Task item:
Could you find each line of the data below that contains the word "handle" and copy those lines?

Provided records:

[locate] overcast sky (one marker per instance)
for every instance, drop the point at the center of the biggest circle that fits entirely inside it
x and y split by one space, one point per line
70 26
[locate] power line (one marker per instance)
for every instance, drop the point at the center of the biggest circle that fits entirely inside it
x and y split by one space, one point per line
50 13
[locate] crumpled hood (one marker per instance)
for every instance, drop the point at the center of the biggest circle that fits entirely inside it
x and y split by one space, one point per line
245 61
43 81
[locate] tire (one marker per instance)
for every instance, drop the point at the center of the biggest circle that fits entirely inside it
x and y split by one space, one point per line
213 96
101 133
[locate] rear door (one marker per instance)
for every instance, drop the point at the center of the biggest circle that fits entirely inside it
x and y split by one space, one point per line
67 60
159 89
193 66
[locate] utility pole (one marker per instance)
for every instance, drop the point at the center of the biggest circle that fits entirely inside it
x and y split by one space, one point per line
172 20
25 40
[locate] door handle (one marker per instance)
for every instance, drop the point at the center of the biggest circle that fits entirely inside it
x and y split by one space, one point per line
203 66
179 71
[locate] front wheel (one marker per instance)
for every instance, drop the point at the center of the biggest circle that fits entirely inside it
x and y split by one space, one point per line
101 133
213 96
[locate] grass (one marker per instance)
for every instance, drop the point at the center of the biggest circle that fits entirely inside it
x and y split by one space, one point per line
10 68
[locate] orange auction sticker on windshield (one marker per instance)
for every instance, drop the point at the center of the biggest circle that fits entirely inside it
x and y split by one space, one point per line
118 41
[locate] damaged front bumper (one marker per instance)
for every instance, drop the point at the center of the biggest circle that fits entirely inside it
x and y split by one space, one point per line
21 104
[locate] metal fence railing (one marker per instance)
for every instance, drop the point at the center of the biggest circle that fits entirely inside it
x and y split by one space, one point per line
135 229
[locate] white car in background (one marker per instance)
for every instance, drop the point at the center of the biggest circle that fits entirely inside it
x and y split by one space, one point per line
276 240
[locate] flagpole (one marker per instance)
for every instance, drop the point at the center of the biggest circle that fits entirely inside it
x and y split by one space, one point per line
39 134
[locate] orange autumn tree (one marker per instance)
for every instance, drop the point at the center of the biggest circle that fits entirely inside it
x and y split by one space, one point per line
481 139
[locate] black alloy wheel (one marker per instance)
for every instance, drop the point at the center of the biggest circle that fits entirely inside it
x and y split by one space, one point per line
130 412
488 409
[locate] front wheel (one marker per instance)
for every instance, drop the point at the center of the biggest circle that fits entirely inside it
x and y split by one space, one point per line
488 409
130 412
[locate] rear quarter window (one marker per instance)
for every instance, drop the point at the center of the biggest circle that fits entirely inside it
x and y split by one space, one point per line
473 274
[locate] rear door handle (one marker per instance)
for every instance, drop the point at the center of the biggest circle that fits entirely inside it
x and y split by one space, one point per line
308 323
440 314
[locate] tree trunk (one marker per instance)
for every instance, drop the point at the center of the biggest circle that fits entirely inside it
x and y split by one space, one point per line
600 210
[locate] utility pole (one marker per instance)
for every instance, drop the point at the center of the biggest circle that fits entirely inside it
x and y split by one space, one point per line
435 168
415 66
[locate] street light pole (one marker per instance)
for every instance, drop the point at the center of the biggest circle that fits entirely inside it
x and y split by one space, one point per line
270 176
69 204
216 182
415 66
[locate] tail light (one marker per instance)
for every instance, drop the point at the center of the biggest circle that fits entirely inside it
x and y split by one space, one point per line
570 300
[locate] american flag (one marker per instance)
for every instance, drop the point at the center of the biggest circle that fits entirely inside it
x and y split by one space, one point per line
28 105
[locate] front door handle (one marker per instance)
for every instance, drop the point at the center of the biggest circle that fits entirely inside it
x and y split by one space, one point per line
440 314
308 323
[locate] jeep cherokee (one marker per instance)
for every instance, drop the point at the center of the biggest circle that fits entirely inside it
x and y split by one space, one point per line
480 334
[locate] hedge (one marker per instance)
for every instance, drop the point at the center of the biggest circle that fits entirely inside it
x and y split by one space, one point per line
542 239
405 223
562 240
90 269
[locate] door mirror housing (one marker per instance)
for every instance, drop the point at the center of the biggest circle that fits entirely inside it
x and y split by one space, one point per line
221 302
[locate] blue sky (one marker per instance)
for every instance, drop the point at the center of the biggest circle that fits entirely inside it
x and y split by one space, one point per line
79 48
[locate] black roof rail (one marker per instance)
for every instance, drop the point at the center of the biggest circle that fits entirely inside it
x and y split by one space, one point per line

Reply to the task:
[locate] door handle (one marker per instance)
[locate] rear door handle (one marker per instance)
[locate] front door handle (one marker per instance)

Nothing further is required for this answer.